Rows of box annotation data
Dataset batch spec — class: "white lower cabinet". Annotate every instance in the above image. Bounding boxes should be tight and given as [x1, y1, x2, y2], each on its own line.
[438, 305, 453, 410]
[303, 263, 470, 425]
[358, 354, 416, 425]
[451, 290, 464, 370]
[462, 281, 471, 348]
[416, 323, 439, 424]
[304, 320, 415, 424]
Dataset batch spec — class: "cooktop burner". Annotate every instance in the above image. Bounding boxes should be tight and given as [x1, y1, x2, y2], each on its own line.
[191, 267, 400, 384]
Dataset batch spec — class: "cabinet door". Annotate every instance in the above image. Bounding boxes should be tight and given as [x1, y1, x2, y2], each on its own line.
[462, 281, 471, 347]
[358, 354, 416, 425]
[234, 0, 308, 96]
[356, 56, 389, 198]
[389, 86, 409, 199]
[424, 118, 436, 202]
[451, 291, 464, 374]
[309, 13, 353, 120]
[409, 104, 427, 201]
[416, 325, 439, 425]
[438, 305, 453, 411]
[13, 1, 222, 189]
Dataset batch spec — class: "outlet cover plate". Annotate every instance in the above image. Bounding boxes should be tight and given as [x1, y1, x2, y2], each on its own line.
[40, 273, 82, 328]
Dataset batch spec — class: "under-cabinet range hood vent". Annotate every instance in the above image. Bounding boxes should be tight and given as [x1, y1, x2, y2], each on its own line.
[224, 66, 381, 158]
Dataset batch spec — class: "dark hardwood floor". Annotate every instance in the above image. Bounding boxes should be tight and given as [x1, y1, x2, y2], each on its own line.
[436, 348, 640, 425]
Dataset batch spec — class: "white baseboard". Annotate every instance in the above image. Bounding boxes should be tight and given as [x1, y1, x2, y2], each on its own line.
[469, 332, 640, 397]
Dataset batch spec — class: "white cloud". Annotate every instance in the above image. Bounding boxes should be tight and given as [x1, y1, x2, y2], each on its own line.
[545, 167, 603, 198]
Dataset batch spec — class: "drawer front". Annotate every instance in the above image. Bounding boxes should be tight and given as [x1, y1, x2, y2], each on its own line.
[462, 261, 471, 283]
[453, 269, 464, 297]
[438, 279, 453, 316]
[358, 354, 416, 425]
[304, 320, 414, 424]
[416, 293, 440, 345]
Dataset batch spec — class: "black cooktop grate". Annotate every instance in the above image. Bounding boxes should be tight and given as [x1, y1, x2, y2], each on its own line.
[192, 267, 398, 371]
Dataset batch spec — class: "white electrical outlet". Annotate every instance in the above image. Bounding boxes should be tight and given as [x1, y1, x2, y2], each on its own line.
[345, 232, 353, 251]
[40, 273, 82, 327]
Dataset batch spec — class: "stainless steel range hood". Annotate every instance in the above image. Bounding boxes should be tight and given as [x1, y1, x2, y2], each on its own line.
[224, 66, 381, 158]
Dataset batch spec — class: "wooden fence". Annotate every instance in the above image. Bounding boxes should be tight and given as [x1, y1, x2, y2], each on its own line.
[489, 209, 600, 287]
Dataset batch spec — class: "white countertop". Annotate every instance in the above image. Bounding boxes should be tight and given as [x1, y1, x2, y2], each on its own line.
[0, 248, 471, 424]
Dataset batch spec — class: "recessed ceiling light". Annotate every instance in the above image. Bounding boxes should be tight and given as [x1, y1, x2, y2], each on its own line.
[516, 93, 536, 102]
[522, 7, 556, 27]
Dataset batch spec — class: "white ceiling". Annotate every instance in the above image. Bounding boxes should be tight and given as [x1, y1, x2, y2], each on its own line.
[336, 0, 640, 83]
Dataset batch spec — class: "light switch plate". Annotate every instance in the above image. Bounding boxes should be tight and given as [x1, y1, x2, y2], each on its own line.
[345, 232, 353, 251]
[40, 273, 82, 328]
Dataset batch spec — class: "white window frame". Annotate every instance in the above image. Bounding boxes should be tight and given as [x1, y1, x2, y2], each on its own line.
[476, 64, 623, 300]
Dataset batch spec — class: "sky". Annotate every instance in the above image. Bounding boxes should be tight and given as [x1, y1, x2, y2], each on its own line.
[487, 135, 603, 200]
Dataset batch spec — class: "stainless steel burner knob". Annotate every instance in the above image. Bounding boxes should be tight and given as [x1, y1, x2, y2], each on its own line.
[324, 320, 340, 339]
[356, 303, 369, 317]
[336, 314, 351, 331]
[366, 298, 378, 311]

### Exercise task
Please rewrite all of the items above, changing every "Dataset batch spec" to "Labeling batch spec" and leaving everything else the same.

### Complete output
Labeling batch spec — class: "white lower cabinet". Annotate every instance in the above image. Bounding boxes should be tight and given as [x1, y1, x2, y2], each on its own line.
[438, 305, 453, 410]
[303, 263, 470, 425]
[358, 354, 416, 425]
[451, 290, 464, 370]
[462, 281, 471, 348]
[416, 323, 439, 424]
[304, 320, 415, 424]
Labeling batch spec — class: "cooktop burner". Annotate every instance in the above image. Bounding boxes should be tight and given as [x1, y1, x2, y2], each on its own line.
[191, 267, 400, 384]
Labeling batch spec — class: "cabinet door". Annotate every instance in the above image. Bounding boxes should be tight and given as [x1, y1, x2, y2], each on its own line.
[462, 281, 471, 347]
[358, 354, 416, 425]
[234, 0, 308, 96]
[356, 56, 389, 198]
[389, 86, 409, 199]
[424, 118, 436, 202]
[451, 291, 464, 374]
[309, 13, 353, 120]
[409, 104, 427, 201]
[416, 325, 439, 425]
[438, 305, 453, 411]
[13, 1, 222, 189]
Labeling batch spec — class: "outlet cover plate". Annotate every instance in the above image. Bounding boxes should be tight and given as [x1, y1, x2, y2], each on its own line.
[40, 273, 82, 328]
Labeling batch spec — class: "under-cabinet range hood vent". Annotate every instance in the above image. Bounding boxes should be tight and given as [x1, y1, x2, y2], each on its own line.
[224, 66, 381, 158]
Labeling batch spec — class: "dark hardwood floor". Annotate every instance in the above image. Bounding boxes should be tight and given as [x1, y1, x2, y2], each on its own line.
[436, 348, 640, 425]
Labeling batch spec — class: "white baseboard". Annotate every instance in the above image. Bounding boxes should be tight and given as [x1, y1, x2, y2], each on its own line.
[469, 332, 640, 397]
Labeling batch spec — class: "white cloud". Annotate every instance in the above image. Bounding boxes should be tight and given as [x1, y1, x2, y2], each on its own line.
[545, 167, 603, 198]
Labeling batch spec — class: "drawer front". Annotate every instance in the above image. Bounding boxes should be tight and given as [x1, y1, x2, y2], each on its own line.
[462, 261, 471, 283]
[453, 269, 464, 297]
[438, 279, 453, 316]
[358, 354, 416, 425]
[304, 320, 414, 424]
[416, 293, 440, 345]
Labeling batch spec — class: "black cooktop grate". Annotate every instance in the above image. Bounding boxes should be tight and given as [x1, y1, x2, y2], each on its own line.
[192, 267, 398, 371]
Labeling batch spec — class: "white electrical outlet". Annotate every instance in the above image. Bounding boxes should be tight and given as [x1, y1, x2, y2], each on its own line.
[345, 232, 353, 251]
[40, 273, 82, 327]
Labeling batch spec — class: "stainless steel range hood". Annotate every instance in the above image. Bounding boxes should be tight and given as [x1, y1, x2, y2], each on its own line.
[224, 66, 381, 158]
Labeling batch spec — class: "wooden fence". Annotate every instance in the above image. Bounding boxes should be tight and given as [x1, y1, x2, y2], each on its own line.
[489, 209, 600, 287]
Labeling batch spec — class: "white countertop". Annotate every instance in the above image. Bounding boxes should be tight and given as [x1, y1, x2, y2], each on its own line.
[0, 248, 471, 424]
Labeling batch spec — class: "recessed ceiling light". Annotate every instance in the above image. Bounding boxes should be tight and given as [x1, y1, x2, y2], each on its own line.
[516, 93, 536, 102]
[522, 7, 556, 27]
Labeling batch spec — class: "white ceiling". Annotate every instance in the above image. Bounding boxes should be tight and given as [x1, y1, x2, y2], each on its own line.
[336, 0, 640, 83]
Labeling batch spec — class: "light switch plate". Annotate every instance in the above image. Bounding boxes should be tight and given as [x1, y1, x2, y2], each on its own line.
[345, 232, 353, 251]
[40, 273, 82, 328]
Labeling batch spec — class: "white window frame". Annotate every instance in the above image. Bounding boxes should be tight and given as [x1, y1, x2, y2], each on its own line.
[476, 64, 623, 300]
Labeling batch spec — class: "sky". Annotate every instance in the above image. Bounding boxes should be tight and given as [x1, y1, x2, y2], each on its own line.
[487, 135, 603, 200]
Labeling batch spec — class: "stainless steel burner knob". Annotate every instance in the above image. Bounding boxes should be tight and given as [x1, y1, x2, y2], each on its own line.
[324, 320, 340, 339]
[356, 303, 369, 317]
[336, 314, 351, 331]
[366, 298, 378, 311]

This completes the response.